====== Source extract

I was kind of hoping for "yes, let's get it into 25.1!"? :)
> No, the bug is where the invalid input is generated in the first
> place. Each API has its contract; if you violate the contract, you
> invoke undefined behavior.
It's a bug in the API, or bad API, if you will. It needs stricter
contract, and the submitted patch added it.
Or to look at it another way, the current contract allows url-http-data
to be multibyte, because the requirement to the contrary is not
documented anywhere that I can see. The variable is simply undocumented.
>> If this is what you need, why not simply test the payload for being a
>> unibyte string? There a function, multibyte-string-p, for that.
>>
>> There are a lot of variables to test (see the comment above the mapconcat call).
>
> Looks like mapc will be able to deal with that. Or just use concat,
> and test the result with multibyte-string-p before sending. Or encode
> it with UTF-8, if it is not unibyte already.
I don't know if we want to be that permissive that we'll encode to UTF-8
silently.
> Btw, I don't think the comment which explains why we started using
> mapconcat is accurate these days. It was written before the move to
> Unicode in Emacs 23, but we stopped converting raw bytes into Latin-1
> characters in Emacs 23 and later. So maybe we should just go back to
> using concat (with erroring out, if the result is multibyte, and/or
> maybe with replacing 'length' with 'string-bytes').

============
====== Supplied entries

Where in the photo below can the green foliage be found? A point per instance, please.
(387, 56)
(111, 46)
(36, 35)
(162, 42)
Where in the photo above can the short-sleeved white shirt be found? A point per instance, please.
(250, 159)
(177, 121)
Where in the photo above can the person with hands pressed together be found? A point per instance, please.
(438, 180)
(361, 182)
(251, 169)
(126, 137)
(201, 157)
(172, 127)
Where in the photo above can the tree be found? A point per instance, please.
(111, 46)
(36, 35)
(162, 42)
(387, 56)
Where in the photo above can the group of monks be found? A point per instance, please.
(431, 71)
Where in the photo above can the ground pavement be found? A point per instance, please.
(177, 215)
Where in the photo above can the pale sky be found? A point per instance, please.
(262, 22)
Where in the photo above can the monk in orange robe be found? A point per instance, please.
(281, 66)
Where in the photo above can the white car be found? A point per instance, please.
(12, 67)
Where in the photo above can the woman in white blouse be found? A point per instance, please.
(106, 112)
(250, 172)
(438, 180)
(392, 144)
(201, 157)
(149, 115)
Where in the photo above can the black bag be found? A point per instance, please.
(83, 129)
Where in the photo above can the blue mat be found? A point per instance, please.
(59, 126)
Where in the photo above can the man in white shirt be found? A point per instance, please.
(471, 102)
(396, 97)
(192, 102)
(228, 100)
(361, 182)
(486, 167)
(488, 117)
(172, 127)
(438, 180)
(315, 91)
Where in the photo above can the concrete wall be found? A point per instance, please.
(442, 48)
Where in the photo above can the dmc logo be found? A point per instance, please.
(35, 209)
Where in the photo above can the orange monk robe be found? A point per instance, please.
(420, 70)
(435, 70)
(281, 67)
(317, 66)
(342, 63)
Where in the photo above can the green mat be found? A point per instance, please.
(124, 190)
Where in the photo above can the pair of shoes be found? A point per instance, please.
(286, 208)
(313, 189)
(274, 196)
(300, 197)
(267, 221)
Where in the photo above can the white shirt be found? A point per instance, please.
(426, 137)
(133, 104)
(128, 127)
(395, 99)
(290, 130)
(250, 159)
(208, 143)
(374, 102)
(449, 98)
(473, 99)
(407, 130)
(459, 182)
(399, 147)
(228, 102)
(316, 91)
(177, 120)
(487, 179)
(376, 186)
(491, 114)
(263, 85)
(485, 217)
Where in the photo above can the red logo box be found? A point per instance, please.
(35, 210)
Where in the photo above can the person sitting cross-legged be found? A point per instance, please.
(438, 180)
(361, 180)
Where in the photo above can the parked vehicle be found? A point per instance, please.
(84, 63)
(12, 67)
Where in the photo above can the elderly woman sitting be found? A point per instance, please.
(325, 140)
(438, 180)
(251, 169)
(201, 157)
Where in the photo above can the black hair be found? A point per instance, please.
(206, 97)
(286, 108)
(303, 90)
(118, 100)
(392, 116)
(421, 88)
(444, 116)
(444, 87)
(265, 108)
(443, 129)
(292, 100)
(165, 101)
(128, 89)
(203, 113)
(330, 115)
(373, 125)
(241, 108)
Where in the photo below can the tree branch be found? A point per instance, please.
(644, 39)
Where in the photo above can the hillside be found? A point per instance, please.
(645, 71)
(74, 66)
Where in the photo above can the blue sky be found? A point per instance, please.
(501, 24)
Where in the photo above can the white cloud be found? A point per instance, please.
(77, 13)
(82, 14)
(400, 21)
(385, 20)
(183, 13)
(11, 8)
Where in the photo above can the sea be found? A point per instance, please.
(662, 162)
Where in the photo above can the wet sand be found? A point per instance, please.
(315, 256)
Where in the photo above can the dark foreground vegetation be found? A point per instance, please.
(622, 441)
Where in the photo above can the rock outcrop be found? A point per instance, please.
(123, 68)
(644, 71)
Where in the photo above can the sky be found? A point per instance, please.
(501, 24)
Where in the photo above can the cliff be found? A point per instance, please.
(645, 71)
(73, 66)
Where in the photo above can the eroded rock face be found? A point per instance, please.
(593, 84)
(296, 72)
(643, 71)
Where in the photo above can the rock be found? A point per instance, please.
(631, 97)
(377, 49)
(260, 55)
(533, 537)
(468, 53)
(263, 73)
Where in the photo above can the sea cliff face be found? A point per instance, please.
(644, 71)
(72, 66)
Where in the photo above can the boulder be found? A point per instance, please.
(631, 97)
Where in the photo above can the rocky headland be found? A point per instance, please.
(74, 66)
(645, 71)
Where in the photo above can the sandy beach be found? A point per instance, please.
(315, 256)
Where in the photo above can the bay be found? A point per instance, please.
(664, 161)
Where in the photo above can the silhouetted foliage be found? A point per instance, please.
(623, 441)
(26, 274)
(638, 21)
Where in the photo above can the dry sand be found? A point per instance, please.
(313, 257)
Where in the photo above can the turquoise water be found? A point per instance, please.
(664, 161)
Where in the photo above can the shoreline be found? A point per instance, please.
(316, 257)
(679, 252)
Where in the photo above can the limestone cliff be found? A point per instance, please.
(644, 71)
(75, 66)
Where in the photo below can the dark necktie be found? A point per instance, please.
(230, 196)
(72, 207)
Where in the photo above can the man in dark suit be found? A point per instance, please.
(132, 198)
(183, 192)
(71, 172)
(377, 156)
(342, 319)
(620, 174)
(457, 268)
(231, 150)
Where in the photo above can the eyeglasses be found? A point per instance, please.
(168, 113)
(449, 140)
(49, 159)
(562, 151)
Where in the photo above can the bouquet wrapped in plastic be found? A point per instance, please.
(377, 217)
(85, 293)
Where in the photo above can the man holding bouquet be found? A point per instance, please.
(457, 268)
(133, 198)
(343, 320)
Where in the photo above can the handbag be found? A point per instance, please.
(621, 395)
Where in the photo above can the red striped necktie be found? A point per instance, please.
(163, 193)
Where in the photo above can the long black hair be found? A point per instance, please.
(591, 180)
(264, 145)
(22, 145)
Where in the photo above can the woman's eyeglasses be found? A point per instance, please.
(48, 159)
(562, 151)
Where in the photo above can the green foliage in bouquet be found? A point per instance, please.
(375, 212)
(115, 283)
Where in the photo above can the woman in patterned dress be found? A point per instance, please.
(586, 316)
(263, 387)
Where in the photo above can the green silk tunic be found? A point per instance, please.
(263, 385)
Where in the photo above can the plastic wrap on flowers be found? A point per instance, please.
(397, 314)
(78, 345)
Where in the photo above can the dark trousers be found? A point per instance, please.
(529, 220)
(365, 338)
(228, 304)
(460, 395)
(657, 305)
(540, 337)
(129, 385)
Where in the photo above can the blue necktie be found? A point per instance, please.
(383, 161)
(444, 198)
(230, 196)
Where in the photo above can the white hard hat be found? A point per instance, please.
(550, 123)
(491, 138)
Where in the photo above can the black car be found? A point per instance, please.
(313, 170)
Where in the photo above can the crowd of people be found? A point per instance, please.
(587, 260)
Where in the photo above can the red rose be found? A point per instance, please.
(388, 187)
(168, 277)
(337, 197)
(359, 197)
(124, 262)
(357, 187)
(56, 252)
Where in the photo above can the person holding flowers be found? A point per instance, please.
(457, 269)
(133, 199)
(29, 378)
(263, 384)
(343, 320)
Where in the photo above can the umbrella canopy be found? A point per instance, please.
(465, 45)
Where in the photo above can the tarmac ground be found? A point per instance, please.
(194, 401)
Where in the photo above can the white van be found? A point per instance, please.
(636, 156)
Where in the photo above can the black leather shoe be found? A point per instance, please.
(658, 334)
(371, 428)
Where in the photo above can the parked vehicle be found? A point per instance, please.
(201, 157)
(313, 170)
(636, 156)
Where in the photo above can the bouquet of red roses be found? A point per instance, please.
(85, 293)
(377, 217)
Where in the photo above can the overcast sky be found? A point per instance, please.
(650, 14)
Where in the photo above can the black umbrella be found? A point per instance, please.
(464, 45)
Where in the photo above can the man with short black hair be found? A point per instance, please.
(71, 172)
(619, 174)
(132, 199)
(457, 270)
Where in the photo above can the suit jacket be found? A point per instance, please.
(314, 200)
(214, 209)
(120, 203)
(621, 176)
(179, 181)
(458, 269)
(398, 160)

============
====== Supplied entries

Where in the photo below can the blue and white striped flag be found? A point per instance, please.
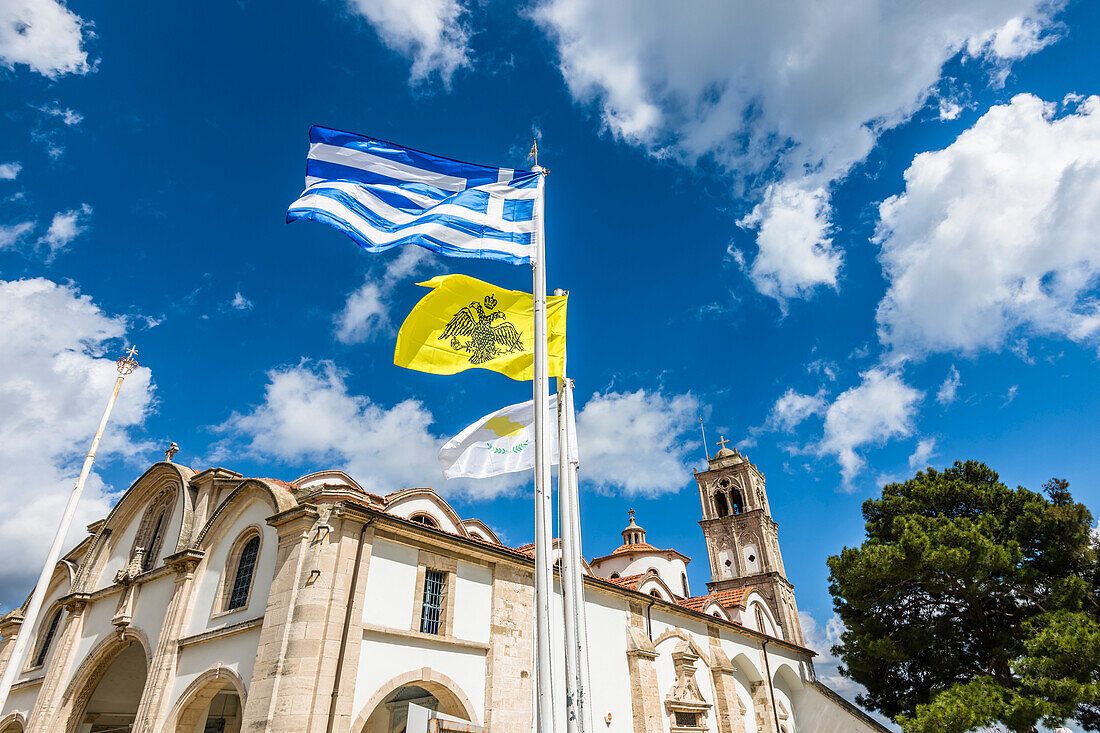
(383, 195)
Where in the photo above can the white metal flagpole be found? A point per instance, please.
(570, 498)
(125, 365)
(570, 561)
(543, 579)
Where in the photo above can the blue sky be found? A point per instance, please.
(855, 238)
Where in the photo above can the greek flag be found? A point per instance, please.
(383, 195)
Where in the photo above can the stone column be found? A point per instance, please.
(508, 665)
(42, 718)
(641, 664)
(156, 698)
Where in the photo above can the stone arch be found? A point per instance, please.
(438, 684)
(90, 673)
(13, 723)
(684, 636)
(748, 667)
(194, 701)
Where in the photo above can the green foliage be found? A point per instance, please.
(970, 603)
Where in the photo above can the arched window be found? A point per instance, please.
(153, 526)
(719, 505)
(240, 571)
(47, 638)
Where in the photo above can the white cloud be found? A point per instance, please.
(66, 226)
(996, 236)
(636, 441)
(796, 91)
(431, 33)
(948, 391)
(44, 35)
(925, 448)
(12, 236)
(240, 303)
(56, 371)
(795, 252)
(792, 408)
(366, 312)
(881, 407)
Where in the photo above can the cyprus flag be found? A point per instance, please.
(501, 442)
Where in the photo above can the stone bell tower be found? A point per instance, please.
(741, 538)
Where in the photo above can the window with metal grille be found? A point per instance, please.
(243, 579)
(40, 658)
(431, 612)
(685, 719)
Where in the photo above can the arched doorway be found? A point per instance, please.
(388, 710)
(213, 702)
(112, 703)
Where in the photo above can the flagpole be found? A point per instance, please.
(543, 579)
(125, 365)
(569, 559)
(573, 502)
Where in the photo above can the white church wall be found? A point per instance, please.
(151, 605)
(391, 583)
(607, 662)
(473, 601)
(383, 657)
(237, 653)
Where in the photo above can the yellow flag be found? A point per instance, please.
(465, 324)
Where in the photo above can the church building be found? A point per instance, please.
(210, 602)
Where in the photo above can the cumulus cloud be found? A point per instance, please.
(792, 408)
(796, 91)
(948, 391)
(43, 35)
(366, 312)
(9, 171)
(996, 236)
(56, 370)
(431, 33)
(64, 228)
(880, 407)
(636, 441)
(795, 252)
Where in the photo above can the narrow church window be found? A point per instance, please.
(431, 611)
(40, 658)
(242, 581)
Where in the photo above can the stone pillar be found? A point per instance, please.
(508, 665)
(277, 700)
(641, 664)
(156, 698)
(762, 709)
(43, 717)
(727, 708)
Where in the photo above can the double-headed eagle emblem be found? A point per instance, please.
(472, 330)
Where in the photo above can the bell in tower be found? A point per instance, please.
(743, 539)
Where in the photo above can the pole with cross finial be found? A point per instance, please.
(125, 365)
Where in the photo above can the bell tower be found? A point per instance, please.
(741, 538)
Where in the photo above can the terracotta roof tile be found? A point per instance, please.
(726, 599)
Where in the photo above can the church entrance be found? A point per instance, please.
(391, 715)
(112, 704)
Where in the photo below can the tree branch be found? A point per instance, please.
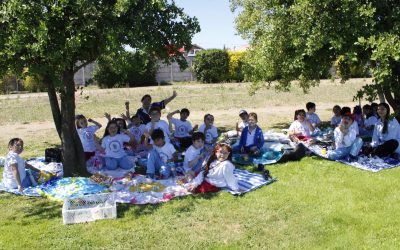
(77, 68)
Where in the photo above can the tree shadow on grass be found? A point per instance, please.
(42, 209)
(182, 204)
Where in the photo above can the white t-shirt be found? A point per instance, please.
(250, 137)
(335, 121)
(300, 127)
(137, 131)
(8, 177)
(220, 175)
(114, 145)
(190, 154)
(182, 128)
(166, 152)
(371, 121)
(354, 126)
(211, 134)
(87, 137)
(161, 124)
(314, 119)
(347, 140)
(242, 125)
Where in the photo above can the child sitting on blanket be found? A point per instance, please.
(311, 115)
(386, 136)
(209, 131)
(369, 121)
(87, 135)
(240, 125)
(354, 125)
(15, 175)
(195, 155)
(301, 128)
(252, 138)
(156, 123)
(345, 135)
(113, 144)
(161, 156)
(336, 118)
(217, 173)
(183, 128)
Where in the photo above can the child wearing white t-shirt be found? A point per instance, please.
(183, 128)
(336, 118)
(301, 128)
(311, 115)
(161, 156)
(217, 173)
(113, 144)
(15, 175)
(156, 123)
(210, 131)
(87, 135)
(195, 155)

============
====== Supplied entries

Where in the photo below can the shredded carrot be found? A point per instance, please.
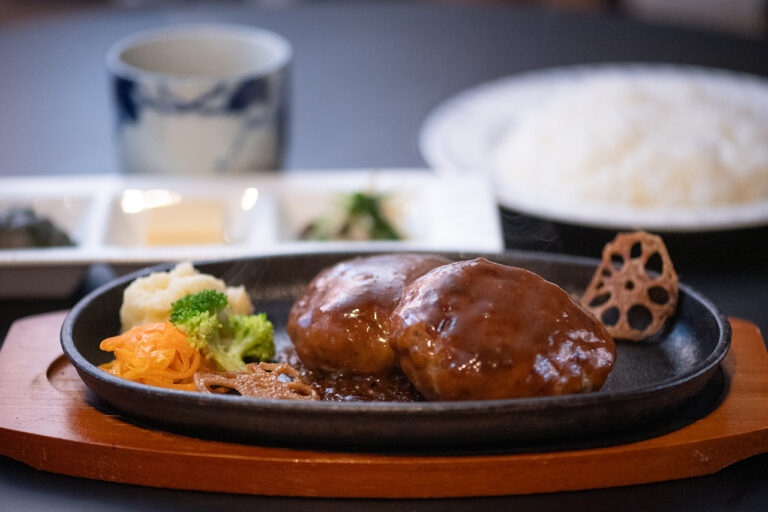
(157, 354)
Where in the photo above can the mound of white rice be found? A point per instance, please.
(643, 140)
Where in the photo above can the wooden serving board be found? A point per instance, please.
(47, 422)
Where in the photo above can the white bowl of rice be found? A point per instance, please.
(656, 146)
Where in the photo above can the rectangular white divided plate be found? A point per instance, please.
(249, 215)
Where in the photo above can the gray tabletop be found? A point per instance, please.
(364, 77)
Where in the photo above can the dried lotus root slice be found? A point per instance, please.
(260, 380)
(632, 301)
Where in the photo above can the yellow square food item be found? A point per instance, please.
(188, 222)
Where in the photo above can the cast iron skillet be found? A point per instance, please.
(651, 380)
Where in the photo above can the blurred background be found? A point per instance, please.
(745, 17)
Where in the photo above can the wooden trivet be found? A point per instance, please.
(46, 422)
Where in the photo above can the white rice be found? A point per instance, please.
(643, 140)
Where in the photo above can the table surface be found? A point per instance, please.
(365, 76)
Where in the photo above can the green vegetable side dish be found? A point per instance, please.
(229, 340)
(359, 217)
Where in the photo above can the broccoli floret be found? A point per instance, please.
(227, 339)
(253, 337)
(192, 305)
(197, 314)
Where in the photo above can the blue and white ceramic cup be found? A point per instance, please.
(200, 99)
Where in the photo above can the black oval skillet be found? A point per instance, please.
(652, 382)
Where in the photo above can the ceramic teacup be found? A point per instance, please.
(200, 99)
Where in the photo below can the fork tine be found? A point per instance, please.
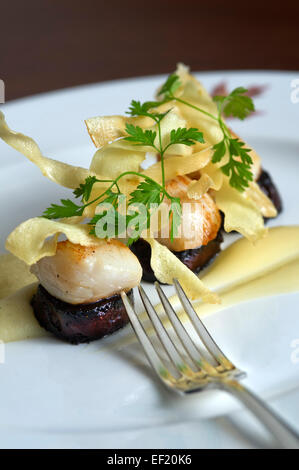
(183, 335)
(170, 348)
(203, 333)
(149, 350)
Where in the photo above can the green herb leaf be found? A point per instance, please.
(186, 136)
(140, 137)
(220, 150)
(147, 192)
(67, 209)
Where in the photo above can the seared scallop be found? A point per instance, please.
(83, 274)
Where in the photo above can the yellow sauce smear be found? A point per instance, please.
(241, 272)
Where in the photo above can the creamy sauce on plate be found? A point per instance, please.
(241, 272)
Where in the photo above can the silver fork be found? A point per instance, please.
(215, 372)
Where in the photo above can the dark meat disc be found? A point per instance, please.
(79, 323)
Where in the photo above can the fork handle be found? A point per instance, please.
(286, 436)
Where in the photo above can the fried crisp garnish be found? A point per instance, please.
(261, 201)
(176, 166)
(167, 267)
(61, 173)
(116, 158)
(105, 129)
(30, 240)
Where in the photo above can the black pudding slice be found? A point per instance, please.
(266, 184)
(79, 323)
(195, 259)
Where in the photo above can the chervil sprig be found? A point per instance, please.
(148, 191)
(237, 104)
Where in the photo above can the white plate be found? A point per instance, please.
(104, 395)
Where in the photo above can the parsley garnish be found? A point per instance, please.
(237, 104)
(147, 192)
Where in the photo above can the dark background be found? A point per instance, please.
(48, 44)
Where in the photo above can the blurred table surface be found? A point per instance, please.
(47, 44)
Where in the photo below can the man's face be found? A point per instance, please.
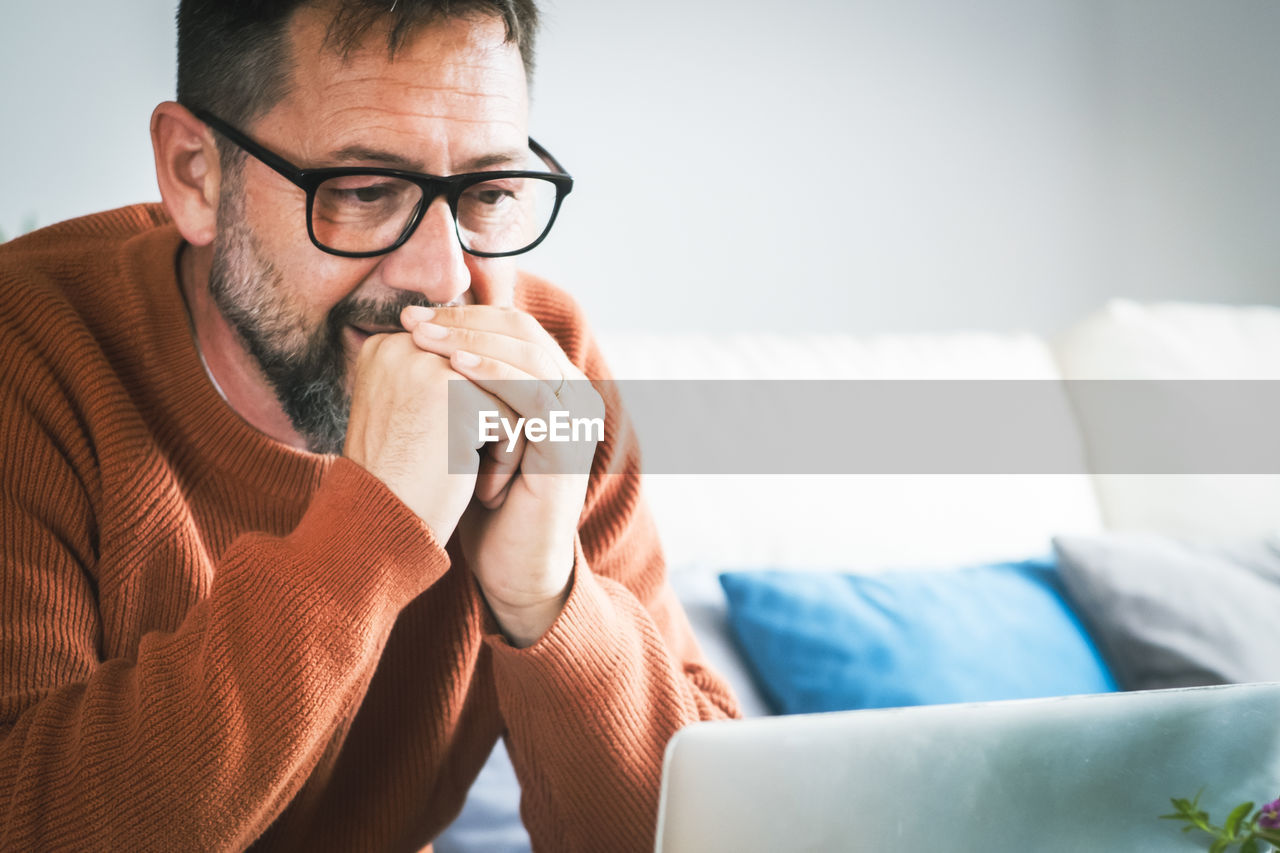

============

» **Requirement 1**:
According to the mailing-list excerpt, what function tests whether a string is a unibyte string?
» **Requirement 2**:
Reproduce word for word the part of the mailing-list excerpt that begins at "I was kind of" and stops after "the mapconcat call).".

» **Reply 1**:
multibyte-string-p

» **Reply 2**:
I was kind of hoping for "yes, let's get it into 25.1!"? :)
> No, the bug is where the invalid input is generated in the first
> place. Each API has its contract; if you violate the contract, you
> invoke undefined behavior.
It's a bug in the API, or bad API, if you will. It needs stricter
contract, and the submitted patch added it.
Or to look at it another way, the current contract allows url-http-data
to be multibyte, because the requirement to the contrary is not
documented anywhere that I can see. The variable is simply undocumented.
>> If this is what you need, why not simply test the payload for being a
>> unibyte string? There a function, multibyte-string-p, for that.
>>
>> There are a lot of variables to test (see the comment above the mapconcat call).